Tasks>
• a. Answer these questions using the article about Mohamed Salah's hometown:
(i) How many kilometers did the road trip to El-Maarad station in Tanta cover?
(ii) How many stories does Salah's house have?
(iii) What instruction has Salah given his family members?
• b. Print the part of the article about Mohamed Salah's hometown starting at "It is an arduous" and ending at "in the world.".

Source>

········

BASYOUN, Egypt: In front of the Arab Contractors Club in Jabal Al-Asfar, east of Cairo, I embarked on a journey to Najrij, the hometown of Liverpool and Egypt star Mohamed Salah.
It is an arduous trip, one that the 25-year-old used to make every day, but one that reveals a lot about the drive and determination that have made Salah one of the best footballers in the world.

THE JOURNEY BEGINS
The journey started near the El-Mokawloon Club, where I boarded a minibus that took me to Ramses Square in the center of Cairo. It did not take long for the bus to become packed. Having broken free from Cairo’s notoriously crowded streets, we traveled 100 kilometers on bumpy roads to El-Maarad station in Tanta, a two-hour journey. Two hours, and another two taxi journeys later, I finally reached Salah’s hometown.
While neighboring villages had gates and signs displaying their names, Najrij had neither, and it was not until I asked the taxi driver that I was actually able to find my destination.
Najrij’s main street is a paved road that runs through alfalfa and wheat fields before reaching the village center. After walking for about 500 meters, I finally arrived at the street on which Salah and his family lived.
The four-hour journey from El-Mokawloon Club to his house was long and exhausting. But while I made the trip just once, it is a journey a young Salah took every day — back and forth — just so he could stay with his family and be with the people most important in his life.

WHERE IT ALL BEGAN
There was nothing exceptional about Salah’s three-story house. Similar to others around it, its exterior façade was unpainted, except for the balconies. The iron gate was closed, as was the garage.
Salah’s neighbors are used to seeing the world’s press descend on their street in search of where the star grew up. These streets were the arena where he played with friends, learning and honing his exceptional talent, scoring thousands of goals, before gaining experience playing alongside the footballers of the local Amateur Youth Center.
The Egyptian football star’s instructions to his family members are strict: “Do not speak to the media at all.”
According to sources close to his family, Salah feared that they would be chased and annoyed by the press delving into their personal lives. This move was praised by some, who felt he was simply making sure his private life was respected, while others criticized him, saying that people had a right to know details of the Egyptian star’s life.
But due to the silence little is known about what makes Salah tick and the foundations of what is fast becoming an exceptional career.

········

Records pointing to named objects
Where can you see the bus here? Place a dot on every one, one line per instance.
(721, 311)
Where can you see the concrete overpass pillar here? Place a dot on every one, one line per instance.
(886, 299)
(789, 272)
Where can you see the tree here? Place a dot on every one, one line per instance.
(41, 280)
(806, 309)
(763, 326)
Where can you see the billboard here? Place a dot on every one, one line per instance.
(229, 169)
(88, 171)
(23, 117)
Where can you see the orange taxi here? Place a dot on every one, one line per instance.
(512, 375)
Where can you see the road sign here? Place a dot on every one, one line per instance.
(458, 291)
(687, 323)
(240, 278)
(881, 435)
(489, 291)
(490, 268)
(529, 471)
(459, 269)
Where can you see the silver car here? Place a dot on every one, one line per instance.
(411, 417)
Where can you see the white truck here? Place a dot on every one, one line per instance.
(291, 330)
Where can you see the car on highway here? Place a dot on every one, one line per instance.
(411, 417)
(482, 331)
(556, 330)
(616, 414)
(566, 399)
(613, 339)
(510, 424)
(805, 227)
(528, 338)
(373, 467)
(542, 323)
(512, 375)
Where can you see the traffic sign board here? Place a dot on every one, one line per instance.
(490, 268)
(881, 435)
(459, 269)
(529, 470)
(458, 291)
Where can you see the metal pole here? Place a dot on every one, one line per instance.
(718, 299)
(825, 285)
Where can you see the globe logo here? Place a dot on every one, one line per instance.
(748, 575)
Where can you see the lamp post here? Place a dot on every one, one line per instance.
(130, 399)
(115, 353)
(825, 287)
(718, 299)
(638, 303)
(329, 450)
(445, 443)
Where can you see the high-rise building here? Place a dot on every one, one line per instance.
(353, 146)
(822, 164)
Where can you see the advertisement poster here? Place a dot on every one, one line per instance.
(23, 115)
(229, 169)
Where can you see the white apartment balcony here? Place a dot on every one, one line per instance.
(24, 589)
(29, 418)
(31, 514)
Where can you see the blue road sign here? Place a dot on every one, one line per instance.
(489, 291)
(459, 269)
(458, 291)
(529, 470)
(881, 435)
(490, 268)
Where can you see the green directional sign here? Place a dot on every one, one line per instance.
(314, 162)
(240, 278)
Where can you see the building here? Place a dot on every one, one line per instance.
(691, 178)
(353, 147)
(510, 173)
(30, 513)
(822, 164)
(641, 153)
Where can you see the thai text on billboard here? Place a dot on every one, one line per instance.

········

The solutions>
• a.
(i) 100 kilometers
(ii) Three
(iii) "Do not speak to the media at all."

• b.
It is an arduous trip, one that the 25-year-old used to make every day, but one that reveals a lot about the drive and determination that have made Salah one of the best footballers in the world.